EXERCISE TASK: Copy the listing from its beginning through the line containing "170 128 L 159", replacing "rosette of leaves" with "leaf rosette" everywhere in that stretch and leaving everything else as it is.

DATA IN THIS EXERCISE:
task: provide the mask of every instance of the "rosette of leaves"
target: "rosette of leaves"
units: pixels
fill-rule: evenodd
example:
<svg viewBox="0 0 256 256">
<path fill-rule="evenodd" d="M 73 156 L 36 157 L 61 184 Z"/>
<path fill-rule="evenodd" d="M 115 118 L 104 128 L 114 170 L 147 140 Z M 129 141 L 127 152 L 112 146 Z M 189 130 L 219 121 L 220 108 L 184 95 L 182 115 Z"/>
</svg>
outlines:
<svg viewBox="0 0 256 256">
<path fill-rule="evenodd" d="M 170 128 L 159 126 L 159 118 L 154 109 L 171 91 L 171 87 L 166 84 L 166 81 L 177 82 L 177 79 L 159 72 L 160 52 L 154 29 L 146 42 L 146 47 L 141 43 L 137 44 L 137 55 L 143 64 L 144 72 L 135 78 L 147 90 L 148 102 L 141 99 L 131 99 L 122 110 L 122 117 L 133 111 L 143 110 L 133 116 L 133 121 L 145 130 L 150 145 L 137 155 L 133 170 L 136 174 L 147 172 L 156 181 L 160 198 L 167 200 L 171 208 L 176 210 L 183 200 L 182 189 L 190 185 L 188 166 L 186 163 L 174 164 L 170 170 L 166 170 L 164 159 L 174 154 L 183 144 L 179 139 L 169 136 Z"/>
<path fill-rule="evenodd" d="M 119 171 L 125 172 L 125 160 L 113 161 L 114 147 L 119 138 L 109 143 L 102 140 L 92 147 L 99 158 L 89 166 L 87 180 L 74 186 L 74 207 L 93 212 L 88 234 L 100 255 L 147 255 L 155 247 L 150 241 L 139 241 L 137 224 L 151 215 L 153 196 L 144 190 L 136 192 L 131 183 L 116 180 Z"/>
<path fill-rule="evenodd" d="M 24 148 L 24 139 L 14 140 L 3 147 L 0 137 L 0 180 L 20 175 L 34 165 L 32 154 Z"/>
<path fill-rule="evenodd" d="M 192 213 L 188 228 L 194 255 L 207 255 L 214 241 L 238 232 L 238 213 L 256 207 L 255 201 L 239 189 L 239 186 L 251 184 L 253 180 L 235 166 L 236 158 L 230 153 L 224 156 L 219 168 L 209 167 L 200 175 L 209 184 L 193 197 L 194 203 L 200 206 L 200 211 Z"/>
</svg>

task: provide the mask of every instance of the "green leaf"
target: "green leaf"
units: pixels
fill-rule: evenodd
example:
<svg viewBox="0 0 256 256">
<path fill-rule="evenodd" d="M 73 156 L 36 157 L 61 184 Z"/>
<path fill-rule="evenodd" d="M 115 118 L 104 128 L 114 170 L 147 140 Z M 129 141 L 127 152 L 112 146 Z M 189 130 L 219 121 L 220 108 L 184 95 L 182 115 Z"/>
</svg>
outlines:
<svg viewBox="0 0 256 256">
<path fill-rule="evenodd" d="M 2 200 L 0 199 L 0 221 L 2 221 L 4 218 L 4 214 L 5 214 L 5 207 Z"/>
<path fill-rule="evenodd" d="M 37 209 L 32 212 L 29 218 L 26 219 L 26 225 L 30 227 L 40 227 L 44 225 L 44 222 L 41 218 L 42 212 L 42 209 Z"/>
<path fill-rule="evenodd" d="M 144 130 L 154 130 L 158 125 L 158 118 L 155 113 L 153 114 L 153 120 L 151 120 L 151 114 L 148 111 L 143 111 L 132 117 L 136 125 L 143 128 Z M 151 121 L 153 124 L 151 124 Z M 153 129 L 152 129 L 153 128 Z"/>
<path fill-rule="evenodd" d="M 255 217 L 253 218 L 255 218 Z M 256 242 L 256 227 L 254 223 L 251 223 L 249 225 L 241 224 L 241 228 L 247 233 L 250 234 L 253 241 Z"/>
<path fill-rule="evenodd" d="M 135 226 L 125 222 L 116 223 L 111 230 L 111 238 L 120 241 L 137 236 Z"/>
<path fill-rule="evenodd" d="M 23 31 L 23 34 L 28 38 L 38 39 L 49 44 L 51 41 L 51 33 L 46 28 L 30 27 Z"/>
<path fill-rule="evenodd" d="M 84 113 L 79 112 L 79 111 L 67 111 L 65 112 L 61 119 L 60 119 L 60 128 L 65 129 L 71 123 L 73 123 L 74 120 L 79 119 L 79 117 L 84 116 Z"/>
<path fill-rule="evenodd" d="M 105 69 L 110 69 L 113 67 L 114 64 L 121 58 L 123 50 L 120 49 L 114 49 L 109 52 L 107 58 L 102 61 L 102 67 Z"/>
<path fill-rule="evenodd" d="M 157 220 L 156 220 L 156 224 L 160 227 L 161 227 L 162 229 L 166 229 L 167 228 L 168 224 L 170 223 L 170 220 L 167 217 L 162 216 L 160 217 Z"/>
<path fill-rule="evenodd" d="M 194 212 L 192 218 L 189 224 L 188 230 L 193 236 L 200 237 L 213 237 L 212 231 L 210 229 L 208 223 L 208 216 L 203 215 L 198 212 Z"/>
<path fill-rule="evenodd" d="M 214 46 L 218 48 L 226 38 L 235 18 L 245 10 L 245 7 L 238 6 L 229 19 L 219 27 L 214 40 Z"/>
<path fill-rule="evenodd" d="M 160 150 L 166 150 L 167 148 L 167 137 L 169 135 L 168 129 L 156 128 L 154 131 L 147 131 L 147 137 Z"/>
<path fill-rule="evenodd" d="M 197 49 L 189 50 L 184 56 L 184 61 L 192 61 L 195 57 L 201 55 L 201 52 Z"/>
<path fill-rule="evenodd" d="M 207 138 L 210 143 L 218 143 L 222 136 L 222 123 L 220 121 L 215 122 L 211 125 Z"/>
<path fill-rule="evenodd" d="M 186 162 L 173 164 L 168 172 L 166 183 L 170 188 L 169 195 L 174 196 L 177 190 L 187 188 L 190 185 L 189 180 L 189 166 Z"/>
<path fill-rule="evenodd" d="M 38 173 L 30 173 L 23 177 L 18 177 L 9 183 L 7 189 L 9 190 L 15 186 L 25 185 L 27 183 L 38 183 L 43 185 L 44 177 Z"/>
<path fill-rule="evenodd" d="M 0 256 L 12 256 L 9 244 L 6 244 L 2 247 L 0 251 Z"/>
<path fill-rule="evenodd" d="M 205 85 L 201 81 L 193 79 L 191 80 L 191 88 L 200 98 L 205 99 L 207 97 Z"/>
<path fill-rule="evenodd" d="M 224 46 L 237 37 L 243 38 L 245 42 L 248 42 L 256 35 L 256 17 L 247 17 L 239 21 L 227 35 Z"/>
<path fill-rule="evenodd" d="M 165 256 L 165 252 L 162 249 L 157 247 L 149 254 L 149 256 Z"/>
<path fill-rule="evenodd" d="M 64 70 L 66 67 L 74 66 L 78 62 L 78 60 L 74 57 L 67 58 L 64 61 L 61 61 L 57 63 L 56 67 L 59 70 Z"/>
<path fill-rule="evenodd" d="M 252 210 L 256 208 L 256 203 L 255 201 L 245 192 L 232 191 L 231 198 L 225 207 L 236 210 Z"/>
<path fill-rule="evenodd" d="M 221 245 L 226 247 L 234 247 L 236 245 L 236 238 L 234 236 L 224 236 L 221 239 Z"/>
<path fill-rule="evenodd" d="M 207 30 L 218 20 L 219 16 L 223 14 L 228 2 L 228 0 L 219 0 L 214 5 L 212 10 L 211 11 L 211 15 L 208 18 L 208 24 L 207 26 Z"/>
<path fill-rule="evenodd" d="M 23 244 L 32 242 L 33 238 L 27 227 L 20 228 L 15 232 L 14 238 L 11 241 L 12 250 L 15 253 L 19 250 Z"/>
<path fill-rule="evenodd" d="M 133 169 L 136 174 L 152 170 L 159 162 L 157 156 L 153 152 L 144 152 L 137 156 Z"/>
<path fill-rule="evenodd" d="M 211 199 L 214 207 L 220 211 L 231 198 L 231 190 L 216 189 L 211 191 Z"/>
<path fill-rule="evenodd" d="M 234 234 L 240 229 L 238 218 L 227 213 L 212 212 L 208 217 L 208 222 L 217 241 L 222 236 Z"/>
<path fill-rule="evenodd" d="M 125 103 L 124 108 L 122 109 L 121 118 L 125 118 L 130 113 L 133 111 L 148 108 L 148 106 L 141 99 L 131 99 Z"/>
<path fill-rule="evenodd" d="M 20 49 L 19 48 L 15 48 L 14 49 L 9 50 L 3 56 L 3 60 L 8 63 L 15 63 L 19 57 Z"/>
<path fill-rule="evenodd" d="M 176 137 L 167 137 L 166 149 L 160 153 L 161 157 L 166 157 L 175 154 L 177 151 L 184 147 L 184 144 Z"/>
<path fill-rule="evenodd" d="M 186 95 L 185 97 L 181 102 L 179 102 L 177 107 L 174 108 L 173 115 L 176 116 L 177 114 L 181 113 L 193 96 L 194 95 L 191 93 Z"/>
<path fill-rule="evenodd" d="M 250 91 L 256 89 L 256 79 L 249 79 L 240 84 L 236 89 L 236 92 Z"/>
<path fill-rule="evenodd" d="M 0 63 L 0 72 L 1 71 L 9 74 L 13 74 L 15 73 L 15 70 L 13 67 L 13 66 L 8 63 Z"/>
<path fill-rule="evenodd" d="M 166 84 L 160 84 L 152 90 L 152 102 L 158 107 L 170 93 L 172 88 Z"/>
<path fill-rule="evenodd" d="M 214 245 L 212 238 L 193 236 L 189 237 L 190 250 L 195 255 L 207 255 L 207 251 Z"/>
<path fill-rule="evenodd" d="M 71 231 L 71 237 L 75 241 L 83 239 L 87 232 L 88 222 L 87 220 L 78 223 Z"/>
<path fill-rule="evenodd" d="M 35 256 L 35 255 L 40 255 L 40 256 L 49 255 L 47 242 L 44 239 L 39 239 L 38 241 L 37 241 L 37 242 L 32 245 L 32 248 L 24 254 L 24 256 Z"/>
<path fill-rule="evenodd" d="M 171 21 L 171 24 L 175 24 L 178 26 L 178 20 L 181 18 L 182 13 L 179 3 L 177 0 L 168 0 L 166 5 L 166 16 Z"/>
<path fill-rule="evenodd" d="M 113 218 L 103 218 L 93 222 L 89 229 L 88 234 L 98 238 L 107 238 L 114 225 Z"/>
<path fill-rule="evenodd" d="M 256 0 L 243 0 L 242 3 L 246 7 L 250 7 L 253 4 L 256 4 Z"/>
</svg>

RESULT OF THIS TASK:
task: provide the mask of every instance of the "leaf rosette"
target: "leaf rosette"
units: pixels
fill-rule: evenodd
example:
<svg viewBox="0 0 256 256">
<path fill-rule="evenodd" d="M 73 156 L 36 157 L 61 184 Z"/>
<path fill-rule="evenodd" d="M 115 118 L 104 128 L 114 170 L 147 140 Z M 129 141 L 127 152 L 112 146 Z M 189 130 L 219 121 L 220 108 L 184 95 L 182 115 Z"/>
</svg>
outlines:
<svg viewBox="0 0 256 256">
<path fill-rule="evenodd" d="M 170 128 L 159 126 L 159 118 L 154 109 L 171 91 L 171 87 L 166 84 L 166 81 L 177 82 L 177 79 L 159 72 L 160 52 L 154 29 L 146 42 L 146 47 L 141 43 L 137 44 L 137 55 L 143 64 L 144 72 L 135 78 L 147 90 L 148 102 L 141 99 L 131 99 L 122 110 L 122 117 L 133 111 L 143 110 L 133 116 L 133 121 L 145 130 L 150 145 L 137 155 L 133 170 L 136 174 L 147 172 L 156 181 L 160 198 L 167 200 L 171 208 L 176 210 L 183 200 L 182 189 L 190 185 L 188 166 L 186 163 L 174 164 L 170 170 L 166 170 L 164 159 L 174 154 L 183 144 L 179 139 L 169 136 Z"/>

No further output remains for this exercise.